• **Items listed in a dataset**
━━━━━━━━━━━━━━━━━━━━━━━━━━━━━━

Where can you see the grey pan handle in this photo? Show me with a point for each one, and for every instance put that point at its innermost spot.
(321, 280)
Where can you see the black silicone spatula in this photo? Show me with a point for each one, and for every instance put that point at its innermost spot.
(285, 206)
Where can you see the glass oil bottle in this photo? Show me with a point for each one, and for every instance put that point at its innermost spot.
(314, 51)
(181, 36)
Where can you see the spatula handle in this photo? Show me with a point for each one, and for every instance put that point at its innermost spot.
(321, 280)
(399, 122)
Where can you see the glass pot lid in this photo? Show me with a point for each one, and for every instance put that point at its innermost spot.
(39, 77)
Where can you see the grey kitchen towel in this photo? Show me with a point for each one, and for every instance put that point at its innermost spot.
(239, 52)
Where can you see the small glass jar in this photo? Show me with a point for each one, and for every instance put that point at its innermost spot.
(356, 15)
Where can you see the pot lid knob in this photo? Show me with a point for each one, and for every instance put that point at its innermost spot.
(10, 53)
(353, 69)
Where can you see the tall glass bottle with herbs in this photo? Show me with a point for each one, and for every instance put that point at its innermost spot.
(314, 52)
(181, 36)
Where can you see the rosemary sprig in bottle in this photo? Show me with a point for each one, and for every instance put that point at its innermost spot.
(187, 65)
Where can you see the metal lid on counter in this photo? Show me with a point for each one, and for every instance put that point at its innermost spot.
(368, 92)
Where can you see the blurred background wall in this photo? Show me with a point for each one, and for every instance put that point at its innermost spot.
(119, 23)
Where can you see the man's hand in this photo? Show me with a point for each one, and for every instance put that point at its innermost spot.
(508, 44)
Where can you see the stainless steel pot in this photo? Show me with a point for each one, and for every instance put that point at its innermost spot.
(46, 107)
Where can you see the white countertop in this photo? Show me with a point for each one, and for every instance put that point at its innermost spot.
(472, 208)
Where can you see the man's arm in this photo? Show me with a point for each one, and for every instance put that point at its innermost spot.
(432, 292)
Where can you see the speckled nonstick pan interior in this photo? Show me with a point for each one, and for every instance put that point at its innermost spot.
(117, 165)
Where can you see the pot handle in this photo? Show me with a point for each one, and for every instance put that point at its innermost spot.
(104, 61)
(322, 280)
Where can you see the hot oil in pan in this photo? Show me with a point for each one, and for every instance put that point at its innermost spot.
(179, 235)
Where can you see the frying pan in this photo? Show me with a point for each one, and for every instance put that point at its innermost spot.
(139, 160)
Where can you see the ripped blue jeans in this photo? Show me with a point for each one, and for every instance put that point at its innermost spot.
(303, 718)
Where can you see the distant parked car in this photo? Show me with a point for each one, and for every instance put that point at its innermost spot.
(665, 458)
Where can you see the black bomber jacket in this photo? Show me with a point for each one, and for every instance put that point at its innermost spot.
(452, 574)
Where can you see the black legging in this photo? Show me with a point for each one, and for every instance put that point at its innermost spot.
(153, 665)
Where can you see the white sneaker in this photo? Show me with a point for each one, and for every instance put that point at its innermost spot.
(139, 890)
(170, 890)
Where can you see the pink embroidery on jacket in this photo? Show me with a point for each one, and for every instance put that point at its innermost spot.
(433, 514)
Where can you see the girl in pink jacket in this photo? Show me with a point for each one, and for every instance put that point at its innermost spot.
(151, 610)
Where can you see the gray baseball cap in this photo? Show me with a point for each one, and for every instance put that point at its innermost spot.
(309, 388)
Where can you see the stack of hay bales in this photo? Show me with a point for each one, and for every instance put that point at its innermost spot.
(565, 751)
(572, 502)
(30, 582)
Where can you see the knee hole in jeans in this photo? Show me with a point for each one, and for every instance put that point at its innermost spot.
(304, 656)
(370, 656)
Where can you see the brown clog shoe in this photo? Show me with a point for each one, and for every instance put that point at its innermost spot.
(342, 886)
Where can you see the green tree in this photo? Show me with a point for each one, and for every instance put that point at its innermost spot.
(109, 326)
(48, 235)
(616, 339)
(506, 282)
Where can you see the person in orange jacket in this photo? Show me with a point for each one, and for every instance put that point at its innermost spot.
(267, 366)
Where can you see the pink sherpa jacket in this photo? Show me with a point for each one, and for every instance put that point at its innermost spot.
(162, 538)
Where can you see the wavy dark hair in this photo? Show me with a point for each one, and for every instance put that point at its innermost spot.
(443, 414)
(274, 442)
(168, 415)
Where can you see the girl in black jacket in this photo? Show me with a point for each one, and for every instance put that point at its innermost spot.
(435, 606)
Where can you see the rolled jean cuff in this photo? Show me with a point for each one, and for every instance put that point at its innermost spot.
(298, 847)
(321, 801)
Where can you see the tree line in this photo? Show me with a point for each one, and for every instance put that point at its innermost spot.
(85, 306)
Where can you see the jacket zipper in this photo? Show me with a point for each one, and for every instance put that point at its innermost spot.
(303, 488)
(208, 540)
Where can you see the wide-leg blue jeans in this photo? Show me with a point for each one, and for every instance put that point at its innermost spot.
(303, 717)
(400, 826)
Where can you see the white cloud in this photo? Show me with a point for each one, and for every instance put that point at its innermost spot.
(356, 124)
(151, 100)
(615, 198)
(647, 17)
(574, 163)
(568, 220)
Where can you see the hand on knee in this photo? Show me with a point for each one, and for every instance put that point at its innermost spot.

━━━━━━━━━━━━━━━━━━━━━━━━━━━━━━

• **REQUIRED ACTION**
Print every record exactly as written.

• **RESPONSE AREA**
Where can you see the grey pan handle in this photo? Show me with a point for each one, and for every instance put that point at its innermost spot.
(321, 280)
Where can you see the black silicone spatula in this photo? Show me with a point for each one, and for every instance put that point at its innermost spot.
(285, 206)
Where can you see the glass oil bottle in this photo? Show me with a point for each one, and for every instance put that point at its innermost spot.
(314, 51)
(181, 36)
Where can you see the spatula handle in this photo? Show me with a point for each one, and for every instance put that point at its innermost spot.
(321, 280)
(399, 122)
Where can you see the glass pot lid in this photo? Show me with a point for each one, and for every instance put that point at its innermost spot.
(39, 77)
Where can you see the grey kitchen towel in this photo? Show me with a point for each one, and for every instance put that point at its innermost spot.
(239, 52)
Where can you see the small glass jar in this photo? Show me with a point for each one, and for every instance put that point at its innermost spot.
(356, 15)
Where can you see the pot lid knob in this photo? Show me with a point for each one, and for every instance put that point at its innermost spot.
(10, 53)
(353, 69)
Where can you see the tall glass bottle with herbs in this photo? Show me with a point for each one, and for every instance put that point at its innermost spot.
(314, 52)
(181, 36)
Where can you see the rosemary sprig in bottle in this photo? Show me with a point for each one, and for every instance put that point at its innermost spot.
(187, 65)
Where can you see the metal lid on counter in this photo? Show me with a point for each one, and for every instance put that point at its innermost spot.
(368, 92)
Where can you see the blurred background wall in this photo? Show me with a point for each one, and for every instance put that point at its innermost spot.
(119, 23)
Where can you see the man's hand in this photo? Show me with a point for each one, and for every instance put that point at its innermost spot.
(508, 44)
Where can you see the stainless steel pot in this photo? Show me with a point for each one, and for every instance put that point at its innermost spot.
(46, 107)
Where can you see the white countertop in this photo? Show me with a point for each one, and for every instance put that point at its innermost spot.
(472, 208)
Where can you see the man's arm in this photo? Show me with a point for each one, and for every instance put that point at its innermost spot.
(432, 292)
Where can you see the speckled nonstick pan interior in this photo? Show me with a point for each one, and for every instance put that point at its innermost spot.
(117, 165)
Where can you see the pot handle in this photo? Show me with a point for each one, and for every instance put that point at its innermost spot.
(104, 61)
(322, 280)
Where can you see the hot oil in pan in this photo? Show me with a point for each one, and for every instance put that point at its innermost spot.
(179, 235)
Where can you see the frying pan in this photo? Show me with a point for each one, and for every instance put that point at its innermost spot.
(139, 160)
Where can you see the ripped blue jeans in this photo? Show me with a point for each one, and for every instance put that point at its innermost spot.
(303, 718)
Where can you see the distant parked car in this photo? Show me with a point for each one, and for every instance put that point at its innermost spot.
(665, 458)
Where can you see the black bomber jacket in this photo? Show me with a point for each one, and for every instance put that point at its innermost spot.
(452, 574)
Where can you see the black legging in this photo? Show me with a point for each one, and for every instance put that point at its innermost spot.
(153, 665)
Where can you see the white sneaker in this photo? Show me with a point for each one, and for every instance put that point at its innermost spot.
(139, 890)
(170, 890)
Where can you see the pink embroidery on jacket in this photo? Show me with a point for each one, and for every instance put that point at its innermost spot.
(433, 514)
Where can you see the girl in pink jacket in this photo? Show me with a point for each one, and for every instance put that point at its innermost spot.
(151, 610)
Where can you see the gray baseball cap in this photo? Show me with a point for each one, and for every instance put that point at its innermost spot.
(309, 388)
Where can you see the stack of hay bales in this photo? Show me with a point for each one, and for every instance put that point at its innermost spot.
(565, 751)
(572, 502)
(30, 582)
Where can you see the knee hole in jeans in this photo? Show me with a point for each one, and for every instance put that point at its innermost spot.
(304, 656)
(370, 656)
Where can you see the brown clog shoe in this photo? Show me with a point for each one, and for every instance put that point at its innermost spot.
(342, 886)
Where can you see the green tree in this photo? Show me with a point for each one, and for every instance put that point at its innermost spot.
(109, 326)
(48, 235)
(616, 339)
(506, 282)
Where can you see the person in orange jacket in this photo? Show me with a point for each one, and for every instance put that point at its innermost spot.
(267, 366)
Where can you see the pink sherpa jacket in this photo? Show me with a point for each one, and for every instance put that point at its innermost spot.
(162, 538)
Where can you see the wavy dark hair in this photo? Show me with a point for each one, and for every instance put that point at its innermost spot.
(443, 414)
(274, 442)
(168, 415)
Where can you see the girl in black jacket in this photo? Show me with a point for each one, and for every instance put that point at its innermost spot.
(435, 606)
Where can you see the rolled jean cuff in this photo? Show me with a point for each one, and for every instance put that point at its innermost spot.
(298, 847)
(321, 801)
Where can you see the tree line in this photo? Show me with a point for each one, and for every instance put that point at its innermost spot.
(85, 306)
Where can you see the jacket zipper in this photo? Show me with a point for each one, and for every instance put that point at its innermost spot.
(303, 488)
(208, 540)
Where can you see the wide-leg blue jeans in this photo? Show me with a point for each one, and for every instance put that point at its innermost spot.
(303, 717)
(400, 826)
Where can you see the white cloud in this photo? Show me with a point for each one, and for every instance put that point at its innermost spot.
(356, 124)
(151, 100)
(615, 198)
(647, 17)
(574, 163)
(568, 220)
Where can you see the hand on knee in this photo? Show me with a point for each one, and for every instance put that point at its innermost spot.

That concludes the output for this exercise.